**Belge alıntısı**:

⟨

Türk Milleti’nin 1699’dan beri Balkanlar’da geri çekilmeye başlaması ile Anadolu’ya doğru başlayan hicret hâlâ az veya çok devam ediyor. Dolayısıyla da Balkan-Rumeli Türklüğü gün geçtikçe eriyor…
Batı Trakya, Makedonya ve Üsküp civarı, Kosova, Bosna, Romanya derken Todor Jivkov döneminden beri de çok hızlı bir şekilde Bulgaristan Türkleri nüfus olarak erimekteler.
Türkiye mutlak surette bu göç dalgasının önünü almak zorunda. Geçmiş yıllarda savaşlar ve baskı politikaları nedeniyle Türkiye’ye yönelmiş olan göç, şimdi de iş bulmak ve ekmek parası kazanabilmek umuduyla yerini yurdunu terk edip gurbet ellerde çalışmaya dönüştü.
Evet, “yeri yurdu” diyorum.
Yüz binlerce şehidin kanlarıyla sulanmış bulunan Balkan toprakları bizim vatanımızdır. Biz Müslüman Türkler 500 yılı aşkın o topraklarda adalet ile hüküm sürdük. Avrupa’ya ilimi, irfanı, yıkanmayı, medeniyeti kısacası “insanlığı” öğrettik. Türkistan’dan gelip Anadolu’yu vatan yapanların içinden yine en beceriklilerini, en yiğitlerini seçip Balkanları-Rumeli’yi vatan yapmaları için gönderdik. Biz, Avrupalılara insan olmayı öğretirken, onlar bizi nasıl yok edeceklerinin planlarını yaptılar. Yine de yılmadık…
Komitacıları devlet adamlarımızı şehit etti, çeteleri köylerimizi bastı, Anadolu’ya kaçanlara bile acımadılar da yolda yakaladıklarını ya diri diri yaktılar, ya kazıklara geçirdiler. Bunlara tarih şahittir. Dedeler, nineler şahittir…
500 yılda vatan yaptığımız Balkan Yarımadası’nı bir kaç ayda yitirdik…
***
Aradan neredeyse yüz yıl geçti ama ne zulüm bitti Bakanlarda, ne de kan dindi. Daha Belene işkence kampında yapılan insan hakları ihlalleri dün gibi hatırımızda,
Bosna’da, Kosova’da yaşanan vahşet aklımızdan çıkmıyor. Batı Trakya’da Yunanistan, hâlâ Türkleri yok sayıyor da “Müslüman Rum” gibi kendilerinin bile inanmadığı yalanları uyduruyorlar…
Homeros’u, Herkül’ü gençlerimize öğrettiğimiz kadar bir Kuşçubaşı Eşrefi öğretemiyoruz…
Yazık?…
Ama şimdi elimizde bir imkân var! Balkanlarda Türkiye’den sonra en yoğun Türk nüfusun yaşadığı Bulgaristan’da Türkler iktidar ortağı.

⟩

**Yapılacak iş**: Balkan Türklerinin göçünü anlatan yazıyı son cümlesinden sonra devam ettirerek yazın. Öğelere bakmanız gerekmiyor.

**Girdiler**:
⟨

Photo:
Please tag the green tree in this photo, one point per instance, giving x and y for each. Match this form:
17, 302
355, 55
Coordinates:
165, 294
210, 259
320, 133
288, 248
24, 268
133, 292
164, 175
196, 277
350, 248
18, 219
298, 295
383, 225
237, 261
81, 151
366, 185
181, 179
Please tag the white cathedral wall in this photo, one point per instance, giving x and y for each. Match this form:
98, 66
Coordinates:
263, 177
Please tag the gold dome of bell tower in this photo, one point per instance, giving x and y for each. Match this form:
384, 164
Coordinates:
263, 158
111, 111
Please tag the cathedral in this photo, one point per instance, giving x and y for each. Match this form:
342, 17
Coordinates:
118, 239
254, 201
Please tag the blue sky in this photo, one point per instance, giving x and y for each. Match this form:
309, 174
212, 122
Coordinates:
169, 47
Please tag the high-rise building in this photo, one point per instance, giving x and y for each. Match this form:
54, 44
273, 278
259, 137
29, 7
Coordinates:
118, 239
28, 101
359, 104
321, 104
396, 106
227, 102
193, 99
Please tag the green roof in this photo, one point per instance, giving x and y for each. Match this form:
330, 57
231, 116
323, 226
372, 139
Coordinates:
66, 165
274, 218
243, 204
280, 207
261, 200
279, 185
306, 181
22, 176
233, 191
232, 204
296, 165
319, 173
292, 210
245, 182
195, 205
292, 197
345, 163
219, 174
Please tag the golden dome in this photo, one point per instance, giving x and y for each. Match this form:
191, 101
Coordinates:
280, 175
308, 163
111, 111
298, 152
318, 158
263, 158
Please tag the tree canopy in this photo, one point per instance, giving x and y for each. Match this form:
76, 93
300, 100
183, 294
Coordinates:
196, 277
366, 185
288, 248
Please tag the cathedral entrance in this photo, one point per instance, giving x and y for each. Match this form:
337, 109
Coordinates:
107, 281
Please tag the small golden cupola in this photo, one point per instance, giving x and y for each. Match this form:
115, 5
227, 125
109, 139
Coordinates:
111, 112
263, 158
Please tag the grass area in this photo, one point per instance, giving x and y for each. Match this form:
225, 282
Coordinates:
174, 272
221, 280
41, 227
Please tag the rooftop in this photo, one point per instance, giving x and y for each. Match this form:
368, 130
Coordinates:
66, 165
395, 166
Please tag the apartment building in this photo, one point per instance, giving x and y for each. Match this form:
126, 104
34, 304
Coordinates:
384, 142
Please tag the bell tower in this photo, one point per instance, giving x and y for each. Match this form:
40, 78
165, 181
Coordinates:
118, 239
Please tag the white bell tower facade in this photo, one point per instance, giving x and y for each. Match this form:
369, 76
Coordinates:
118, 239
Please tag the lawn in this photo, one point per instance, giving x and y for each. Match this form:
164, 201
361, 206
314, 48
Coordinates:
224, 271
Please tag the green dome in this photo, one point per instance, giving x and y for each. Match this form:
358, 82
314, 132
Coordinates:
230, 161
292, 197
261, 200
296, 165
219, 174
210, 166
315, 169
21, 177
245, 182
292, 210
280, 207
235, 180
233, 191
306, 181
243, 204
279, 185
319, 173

⟩

**Çıktı**:
Bugün Bulgaristan Bakanlar Kurulu’nda Türkler de temsil ediliyorlar. 7,5 milyon kûsur nüfuslu Bulgaristan’da neredeyse 2,5 milyon Türk yaşıyor. Bu soydaşlarımızın Bulgaristan devleti vatandaşı olarak huzur ve mutluluk içinde müreffeh bir hayat sürmesinin kime ne zararı olabilir?
İki komşu ülke arasında dostluk ve işbirliğinin artması hem Bulgaristan’a hem de Türkiye’ye yarar sağlamaz mı? Güvenlik alanında, ekonomi alanında dostlukların kurulması fena mı olur? Öyle ise yapılacak şey belli… Bulgaristan’da 5 Temmuz’da seçimler var. Milletvekilleri yeniden belirlenecek.
Orada vatanlarında yaşayan soydaşlarımıza daha iyi sosyal imkânların sunulması için, daha iyi hizmet alabilmeleri için; bildikleri ve güvendikleri insanları milletvekili seçmeleri gerekli…
İşte bu nedenle Türkiye’de yaşayan ve çalışan yaklaşık 600 bin Bulgaristan göçmeninden Bulgar vatandaşlığını halen koruyanlar…
Evet sizler! Haydi vatanınızda oyunuzu kullanın! Türkiye’de de sizlere kolaylık olması amacıyla seçim sandığı kurulması için gerekli imzaları atın.
Bu demokratik hakkınızın gereğini yerine getirin. Orada yaşayan ananız, atanız, çocuklarınız, eşiniz, dostunuz, komşunuz sizden bunu bekliyor… Sizden kendilerine sahip çıkmanızı, idarî emaneti ehline teslim için kararınız olan oyunuzu kullanmanızı bekliyorlar!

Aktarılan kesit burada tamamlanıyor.